**Ausgewählter Auszug**
>>>>
Der deutsche Investmentmarkt boomt. Spürbar gestiegene Transaktionsvolumina und gesunkene Spitzenrenditen, die zwar noch über den Tiefständen von Mitte 2007, gleichzeitig aber unter dem langjährigen Durchschnitt liegen, unterstreichen das große Interesse sowohl nationaler als auch internationaler Investoren an deutschen Immobilien.

Die Treiber vor der Finanzmarktkrise

Die zu beobachtende Dynamik lässt bei manchem Marktteilnehmer Erinnerungen an die Zeit vor der Finanzkrise wach werden und Befürchtungen aufkeimen, dass wir uns bereits erneut in einer Überhitzungsphase befinden. Aber ist die aktuelle Situation wirklich mit den damaligen Boomjahren vergleichbar? Welche Parallelen, aber vor allem auch Unterschiede, lassen sich erkennen, wenn neben dem "gefühlten Unwohlsein" einzelner Akteure die harten Rahmenbedingungen und Einflussfaktoren analysiert werden?
<<<<
**Arbeitsanweisungen**
a - Tausche im Auszug zum deutschen Investmentmarkt "Investmentmarkt" gegen "Immobilienmarkt" aus und gib dabei die Passage beginnend mit "Der deutsche Investmentmarkt" und weiter bis "an deutschen Immobilien." wieder.
b - Wie ordnet der Auszug zum deutschen Investmentmarkt die gesunkenen Spitzenrenditen zeitlich und im Vergleich ein?

**Datensätze**
>>>>
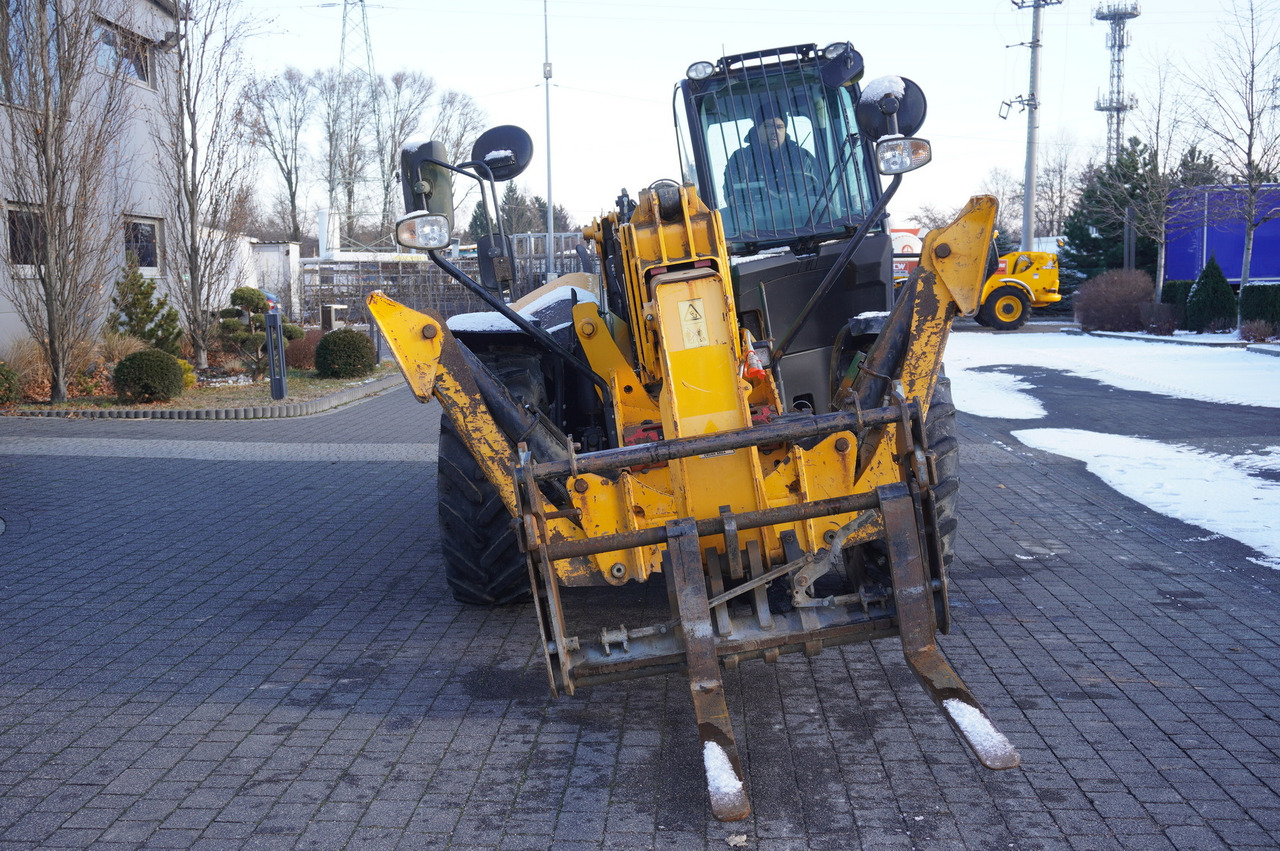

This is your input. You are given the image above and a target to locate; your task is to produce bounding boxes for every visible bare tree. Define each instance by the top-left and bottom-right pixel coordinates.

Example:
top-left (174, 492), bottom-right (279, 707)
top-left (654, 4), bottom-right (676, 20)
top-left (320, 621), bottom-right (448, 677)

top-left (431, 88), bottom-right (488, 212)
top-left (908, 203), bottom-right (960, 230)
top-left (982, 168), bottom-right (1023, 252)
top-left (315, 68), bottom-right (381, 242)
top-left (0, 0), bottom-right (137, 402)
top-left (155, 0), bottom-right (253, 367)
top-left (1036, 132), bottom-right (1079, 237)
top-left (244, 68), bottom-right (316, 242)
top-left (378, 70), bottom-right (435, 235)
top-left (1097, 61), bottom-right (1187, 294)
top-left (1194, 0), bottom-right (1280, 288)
<<<<
>>>>
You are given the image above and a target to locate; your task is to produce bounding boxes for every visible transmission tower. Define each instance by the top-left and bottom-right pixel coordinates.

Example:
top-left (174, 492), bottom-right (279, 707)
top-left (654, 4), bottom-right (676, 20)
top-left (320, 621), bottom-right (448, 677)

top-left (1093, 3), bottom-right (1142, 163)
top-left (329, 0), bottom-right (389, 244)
<<<<
**Lösungsübersicht**
a -
Der deutsche Immobilienmarkt boomt. Spürbar gestiegene Transaktionsvolumina und gesunkene Spitzenrenditen, die zwar noch über den Tiefständen von Mitte 2007, gleichzeitig aber unter dem langjährigen Durchschnitt liegen, unterstreichen das große Interesse sowohl nationaler als auch internationaler Investoren an deutschen Immobilien.

b - Sie liegen noch über den Tiefständen von Mitte 2007, gleichzeitig aber unter dem langjährigen Durchschnitt.